● EXERCISE REQUIREMENTS
Return the entries below verbatim. Pictures stay out.

Saved data entries:
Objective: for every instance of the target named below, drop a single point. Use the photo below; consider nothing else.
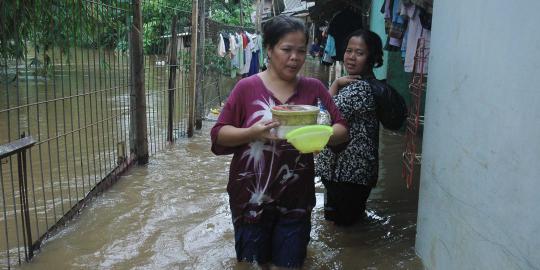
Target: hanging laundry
(396, 30)
(414, 32)
(221, 46)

● COMPLETED EXERCISE
Objective: for every instance of the target named below, drop a single point. Use the photo below; consider nothing else.
Target: hanging laundry
(396, 30)
(414, 32)
(221, 46)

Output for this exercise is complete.